::: Passage :::

Here is the Treasury website quote for 2023:

"Congress has always acted when called upon to raise the debt limit. Since 1960, Congress has acted 78 separate times to permanently raise, temporarily extend or revise the definition of the debt limit – 49 times under Republican presidents and 29 times under Democratic presidents. Congressional leaders in both parties have recognized that this is necessary." 

Here is a quote from a Treasury paper in 2011:

"Congress has always acted when called upon to raise the debt limit. Since 1960, Congress has acted 78 separate times to permanently raise, temporarily extend, or revise the definition of the debt limit-49 times under Republican presidents and 29 times under Democratic presidents. In the coming week, Congress must act to increase the debt limit. Congressional leaders in both parties have recognized that this is necessary." 

Clearly, there is a problem here. It is mathematically impossible that both statements are factual. Congress raised the ceiling in December and at least seven other times since 2013. Amazingly, the blurb above has been on several papers since 2011. (The Treasury only has documents from 2011 forward on its website). 

This blurb has been the official narrative since 2011. The only difference between the 2011 and 2023 statements is that one sentence was removed. It's absurd. Either the Treasury is making the same copy-and-paste mistake, or they think no one will read the previous statements. I did read several of the earlier statements. Read them for yourself here

The following is not a partisan statement, but it is a reality. For conversation's sake, let's pretend Congress has the intention of responsible balanced-budget spending in the future. There is still the $93 trillion elephant in the room. The $93T is unfunded liabilities, money the government promised to spend but has yet to transact. Unless Congress cuts spending, Congress will add $93T to the debt eventually. Let that sink in for a second. The debt ceiling must become more than four times its current level to pay our current obligations, and that is if all deficit spending stopped today. 

Unless Congress does something about the unfunded liabilities, the debt ceiling hoax will reappear every few years. Every time it goes down the same way. Reds and Blues posture for campaign commercials and create a drama perfectly made for T.V. and selling commercials. It has all the makings of a great story plot: objective and a time crucible. It's like West Side Story but without the singing and dancing. A few politicians will cut a last-minute, closed-door deal, and both sides will blame each other for the drama. However, like a T.V. plot, it is designed to evoke emotions but has no bearing on reality. No matter what they say, Congress intends to spend more on the deficit. We can stop pretending now.

::: Dataset section :::

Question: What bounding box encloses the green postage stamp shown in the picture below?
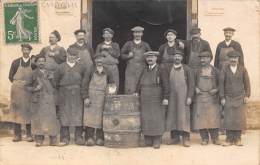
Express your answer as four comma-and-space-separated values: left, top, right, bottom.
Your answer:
4, 1, 39, 44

:::

* What is asked *
Copy the debt ceiling passage word for word, starting with "Unless Congress does" and going on through "stop pretending now.".

* Complete response *
Unless Congress does something about the unfunded liabilities, the debt ceiling hoax will reappear every few years. Every time it goes down the same way. Reds and Blues posture for campaign commercials and create a drama perfectly made for T.V. and selling commercials. It has all the makings of a great story plot: objective and a time crucible. It's like West Side Story but without the singing and dancing. A few politicians will cut a last-minute, closed-door deal, and both sides will blame each other for the drama. However, like a T.V. plot, it is designed to evoke emotions but has no bearing on reality. No matter what they say, Congress intends to spend more on the deficit. We can stop pretending now.